Shift each bounding-box coordinate in the answers by adding 92 to it, and write out every line of the data from its beginning through the line with "xmin=228 ymin=136 xmax=280 ymax=158", with all other text left unchanged.

Data pulled from a collection:
--
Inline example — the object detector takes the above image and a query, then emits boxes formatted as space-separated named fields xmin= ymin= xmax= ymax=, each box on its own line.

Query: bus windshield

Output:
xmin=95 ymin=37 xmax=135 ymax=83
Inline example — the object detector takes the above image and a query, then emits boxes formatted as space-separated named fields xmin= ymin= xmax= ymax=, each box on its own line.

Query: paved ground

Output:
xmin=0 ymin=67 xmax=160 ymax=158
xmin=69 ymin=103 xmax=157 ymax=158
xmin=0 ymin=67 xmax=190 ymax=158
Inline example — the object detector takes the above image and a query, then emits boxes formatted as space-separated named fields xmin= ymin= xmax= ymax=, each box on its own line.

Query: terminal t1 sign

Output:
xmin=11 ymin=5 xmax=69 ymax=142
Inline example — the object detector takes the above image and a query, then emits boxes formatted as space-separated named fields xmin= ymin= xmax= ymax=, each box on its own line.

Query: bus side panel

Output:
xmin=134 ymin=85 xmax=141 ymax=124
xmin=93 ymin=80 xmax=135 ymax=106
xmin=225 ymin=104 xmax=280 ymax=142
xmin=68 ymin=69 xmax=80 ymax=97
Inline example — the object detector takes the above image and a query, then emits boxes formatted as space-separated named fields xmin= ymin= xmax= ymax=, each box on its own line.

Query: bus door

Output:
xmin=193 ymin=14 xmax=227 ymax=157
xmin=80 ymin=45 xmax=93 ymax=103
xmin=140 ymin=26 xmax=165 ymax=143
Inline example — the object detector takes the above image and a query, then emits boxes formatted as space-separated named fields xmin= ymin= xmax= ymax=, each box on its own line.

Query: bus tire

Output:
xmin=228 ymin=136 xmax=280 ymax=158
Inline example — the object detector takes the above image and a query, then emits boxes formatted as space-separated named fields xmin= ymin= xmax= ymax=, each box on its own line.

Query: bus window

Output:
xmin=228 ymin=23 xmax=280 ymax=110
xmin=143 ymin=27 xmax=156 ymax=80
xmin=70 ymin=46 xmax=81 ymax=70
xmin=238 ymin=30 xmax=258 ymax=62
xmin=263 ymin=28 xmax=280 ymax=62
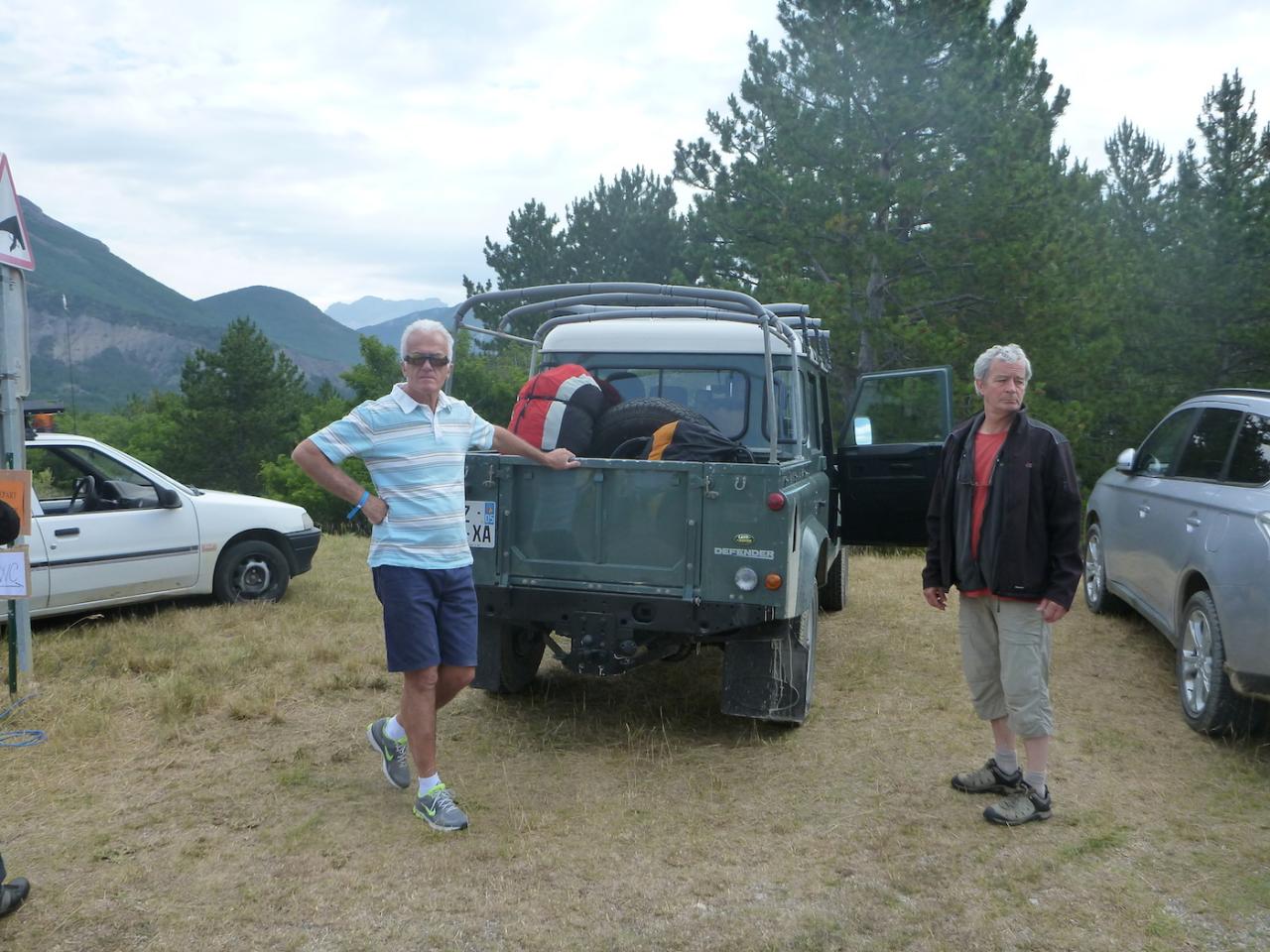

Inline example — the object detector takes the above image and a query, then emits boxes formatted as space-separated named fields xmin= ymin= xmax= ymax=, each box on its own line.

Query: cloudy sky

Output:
xmin=0 ymin=0 xmax=1270 ymax=308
--
- **SOLUTION FOR THIS PROBLEM**:
Inline example — the object detector takes the above image and a query, then emits boxes formatted as space-separated named fields xmin= ymin= xmax= ymax=, each box on its own line.

Query: bus windshield

Output:
xmin=187 ymin=129 xmax=227 ymax=175
Inline example — the object detector takes the above image and a query, then emits boxes formatted as space-separated named fields xmin= ymin= xmax= ymax=, each box on its own line.

Query: paved ground

Output:
xmin=92 ymin=159 xmax=252 ymax=250
xmin=161 ymin=195 xmax=249 ymax=250
xmin=92 ymin=159 xmax=282 ymax=250
Inline example — the object detector takes the above image and a query, then emits boxes formatted as space-separated named fields xmin= ymin= xmax= ymax=, each box on its own line.

Query: terminal t1 sign

Output:
xmin=103 ymin=97 xmax=161 ymax=234
Inline example — the object detector takes the above image and a query, then emits boxes formatted as space-separated named fields xmin= ymin= xmax= ymax=, each box on its own line.

Query: bus side panel

Output:
xmin=226 ymin=177 xmax=233 ymax=216
xmin=185 ymin=172 xmax=227 ymax=198
xmin=317 ymin=196 xmax=372 ymax=234
xmin=160 ymin=161 xmax=172 ymax=189
Inline example — the object detector takes the above image and a query, then emits boxes formatted as space-separated named fields xmin= ymin= xmax= ymax=, each box on its own line.

Query: bus door

Output:
xmin=285 ymin=106 xmax=319 ymax=249
xmin=172 ymin=137 xmax=185 ymax=195
xmin=232 ymin=118 xmax=257 ymax=235
Inline example — the object detector takes the above image and a query, then emits boxes formatted as space-separated named fields xmin= ymin= xmax= ymax=, each box on its own line.

Query: bus tire

Output:
xmin=320 ymin=228 xmax=372 ymax=250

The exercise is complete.